#### [TASK TO CARRY OUT]
Please give the listing again from the line with "Q: In the photo above, mark the bird's" up to and including the line with "x=675, y=295", switching "claw" to "talon" and leaving everything else as it stands.

#### [SOURCE MATERIAL]
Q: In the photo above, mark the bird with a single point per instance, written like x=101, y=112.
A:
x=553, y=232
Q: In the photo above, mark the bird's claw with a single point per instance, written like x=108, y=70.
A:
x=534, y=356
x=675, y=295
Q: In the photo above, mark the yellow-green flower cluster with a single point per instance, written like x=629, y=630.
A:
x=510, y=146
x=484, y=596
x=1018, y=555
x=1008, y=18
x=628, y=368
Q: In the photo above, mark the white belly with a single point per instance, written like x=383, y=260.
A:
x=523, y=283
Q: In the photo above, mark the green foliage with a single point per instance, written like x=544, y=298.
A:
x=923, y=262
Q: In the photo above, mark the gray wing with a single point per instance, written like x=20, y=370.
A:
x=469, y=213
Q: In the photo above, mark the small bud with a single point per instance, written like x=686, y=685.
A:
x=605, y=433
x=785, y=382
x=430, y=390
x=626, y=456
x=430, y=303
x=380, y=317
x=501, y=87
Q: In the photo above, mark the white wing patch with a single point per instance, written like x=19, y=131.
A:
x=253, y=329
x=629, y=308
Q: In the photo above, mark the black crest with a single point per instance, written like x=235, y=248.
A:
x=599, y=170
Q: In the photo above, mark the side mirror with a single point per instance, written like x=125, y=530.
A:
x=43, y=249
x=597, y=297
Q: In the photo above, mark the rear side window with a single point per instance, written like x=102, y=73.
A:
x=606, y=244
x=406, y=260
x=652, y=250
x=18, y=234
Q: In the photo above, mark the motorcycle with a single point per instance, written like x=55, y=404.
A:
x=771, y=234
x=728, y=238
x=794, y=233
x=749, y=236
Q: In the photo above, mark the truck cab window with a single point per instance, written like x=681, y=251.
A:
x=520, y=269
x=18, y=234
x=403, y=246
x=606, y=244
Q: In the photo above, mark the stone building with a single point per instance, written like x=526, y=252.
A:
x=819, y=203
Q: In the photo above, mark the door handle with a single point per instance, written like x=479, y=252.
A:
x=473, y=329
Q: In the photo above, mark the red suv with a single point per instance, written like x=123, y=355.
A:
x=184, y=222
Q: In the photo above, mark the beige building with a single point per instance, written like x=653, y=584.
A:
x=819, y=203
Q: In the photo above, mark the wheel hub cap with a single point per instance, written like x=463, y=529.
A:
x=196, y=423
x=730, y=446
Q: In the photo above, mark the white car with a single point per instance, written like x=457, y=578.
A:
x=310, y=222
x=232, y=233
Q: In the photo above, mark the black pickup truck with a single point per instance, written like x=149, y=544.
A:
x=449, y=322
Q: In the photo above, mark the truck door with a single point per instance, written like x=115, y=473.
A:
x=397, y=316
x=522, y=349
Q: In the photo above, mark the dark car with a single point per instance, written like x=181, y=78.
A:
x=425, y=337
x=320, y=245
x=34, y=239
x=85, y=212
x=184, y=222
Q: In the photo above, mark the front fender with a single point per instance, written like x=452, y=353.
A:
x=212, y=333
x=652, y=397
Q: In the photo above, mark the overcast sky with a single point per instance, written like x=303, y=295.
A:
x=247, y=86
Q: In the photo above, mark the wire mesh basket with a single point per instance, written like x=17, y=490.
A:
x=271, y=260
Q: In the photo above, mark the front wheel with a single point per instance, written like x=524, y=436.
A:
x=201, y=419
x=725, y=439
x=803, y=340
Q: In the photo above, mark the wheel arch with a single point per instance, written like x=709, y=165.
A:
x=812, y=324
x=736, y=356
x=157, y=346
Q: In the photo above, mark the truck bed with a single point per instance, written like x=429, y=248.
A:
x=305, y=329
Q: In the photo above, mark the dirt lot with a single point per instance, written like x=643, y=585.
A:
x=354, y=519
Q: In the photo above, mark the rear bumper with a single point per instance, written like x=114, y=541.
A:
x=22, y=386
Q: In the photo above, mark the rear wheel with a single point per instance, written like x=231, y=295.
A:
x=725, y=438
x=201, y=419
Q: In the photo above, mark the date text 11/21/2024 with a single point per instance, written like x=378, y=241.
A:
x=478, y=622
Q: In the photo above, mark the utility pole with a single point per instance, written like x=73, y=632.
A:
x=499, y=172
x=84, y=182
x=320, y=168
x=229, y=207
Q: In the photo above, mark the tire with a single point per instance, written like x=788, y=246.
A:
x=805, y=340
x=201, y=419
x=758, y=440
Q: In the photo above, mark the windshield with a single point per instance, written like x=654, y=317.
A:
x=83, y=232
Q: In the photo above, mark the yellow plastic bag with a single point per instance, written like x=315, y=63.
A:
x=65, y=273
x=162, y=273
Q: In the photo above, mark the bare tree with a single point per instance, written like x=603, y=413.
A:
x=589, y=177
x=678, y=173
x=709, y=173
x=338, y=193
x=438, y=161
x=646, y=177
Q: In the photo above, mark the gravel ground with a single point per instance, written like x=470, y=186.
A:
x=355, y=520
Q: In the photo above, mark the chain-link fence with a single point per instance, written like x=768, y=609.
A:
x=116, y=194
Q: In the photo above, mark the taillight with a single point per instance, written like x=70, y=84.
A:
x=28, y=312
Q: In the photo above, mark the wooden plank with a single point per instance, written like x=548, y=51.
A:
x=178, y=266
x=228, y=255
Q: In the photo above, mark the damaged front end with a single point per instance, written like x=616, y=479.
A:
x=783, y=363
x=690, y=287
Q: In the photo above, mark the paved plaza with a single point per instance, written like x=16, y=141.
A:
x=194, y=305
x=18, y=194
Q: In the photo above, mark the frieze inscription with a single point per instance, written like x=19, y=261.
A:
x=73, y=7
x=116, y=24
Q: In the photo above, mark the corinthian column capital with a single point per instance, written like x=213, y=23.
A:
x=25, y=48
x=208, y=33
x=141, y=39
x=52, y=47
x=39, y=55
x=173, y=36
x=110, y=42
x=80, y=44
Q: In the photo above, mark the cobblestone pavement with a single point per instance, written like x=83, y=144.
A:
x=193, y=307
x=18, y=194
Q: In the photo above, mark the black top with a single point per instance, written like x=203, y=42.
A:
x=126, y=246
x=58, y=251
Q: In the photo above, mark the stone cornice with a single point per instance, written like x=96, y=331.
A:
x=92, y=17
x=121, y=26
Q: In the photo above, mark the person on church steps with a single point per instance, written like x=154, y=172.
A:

#### [RESULT OF THE EXERCISE]
Q: In the photo above, mark the bird's talon with a single point per instance, written like x=108, y=70.
A:
x=534, y=356
x=675, y=295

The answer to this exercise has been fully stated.